Consigne
Mettez à jour le passage du texte sur le film Black Stone qui s’ouvre sur les mots contenant « L’adoption : Ce » et se termine par « liens du sang. » : recopiez-le en remplaçant « famines » par « crises ».

Texte fourni
########

En travaillant sur ce dernier volet de ma trilogie sur la pollution environnementale, je me suis inspiré du cinéma de Robert Bresson et d’Apichatpong Weerasethakul, talentueux cinéaste thaiïlandais, en créant des images symboliques et contemplatives plutôt qu’un récit classique. A la surface, le film semble être un simple ‘’road movie’’ à propos de Shon Sun, un sang mêlé, un métis qui quitte la ville pour se rendre dans un village tropical afin de trouver des réponses sur la disparition de son père. Mais le récit se fond peu à peu dans des images symbolique sur la pollution et la nostalgie’’.
Black Stone raconte l’histoire d’une quête initiatique sur un fond de thèmes qui sont encore tabous dans la société coréenne :
L’identité ethnique coréenne, farouchement défendue et érigée en symbole d’unité nationale : le peuple coréen ne serait ‘’qu’un’’ et tout ce qui ne serait pas coréen (on a envie de dire ‘’de souche’’) serait donc à rejeter. Cette crispation identitaire a son origine dans le lourd passé d’occupations et de colonisations étrangères subies par les habitants de la péninsule coréenne au cours des siècles.
L’adoption : Ce sujet demeure une épine douloureuse dans la société coréenne, car il met l’accent sur l’incapacité des Coréens à regarder en face leurs problèmes et les origines de ceux-ci. Il y a eu des guerres, des famines, des relations illégitimes, des naissances hors mariage, une natalité non contrôlée qui a fait exploser le nombre des abandons d’enfants, et donc le nombre d’orphelins à adopter (plus de 200.000 enfants coréens furent adoptés un peu partout dans le monde). Autant pour les parents adoptifs que pour les enfants adoptés, il est difficile de s’intégrer dans la société lorsque la filiation ne se fait pas par les liens du sang.
L’armée est un passage obligatoire dans la vie d’un jeune homme. Il ne peut y échapper et subit, pendant près de 2 ans, une série d’humiliations et d’exactions plus ou moins violentes. Pour beaucoup de jeunes, c’est une période traumatisante à cause des mauvais traitements subis. Elle explique en partie le taux de suicides en Corée, qui est le plus important de tous les pays de l’OCDE.

########

Informations fournies

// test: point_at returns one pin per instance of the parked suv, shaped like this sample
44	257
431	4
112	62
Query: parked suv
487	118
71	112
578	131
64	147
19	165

########

Réponse attendue
L’adoption : Ce sujet demeure une épine douloureuse dans la société coréenne, car il met l’accent sur l’incapacité des Coréens à regarder en face leurs problèmes et les origines de ceux-ci. Il y a eu des guerres, des crises, des relations illégitimes, des naissances hors mariage, une natalité non contrôlée qui a fait exploser le nombre des abandons d’enfants, et donc le nombre d’orphelins à adopter (plus de 200.000 enfants coréens furent adoptés un peu partout dans le monde). Autant pour les parents adoptifs que pour les enfants adoptés, il est difficile de s’intégrer dans la société lorsque la filiation ne se fait pas par les liens du sang.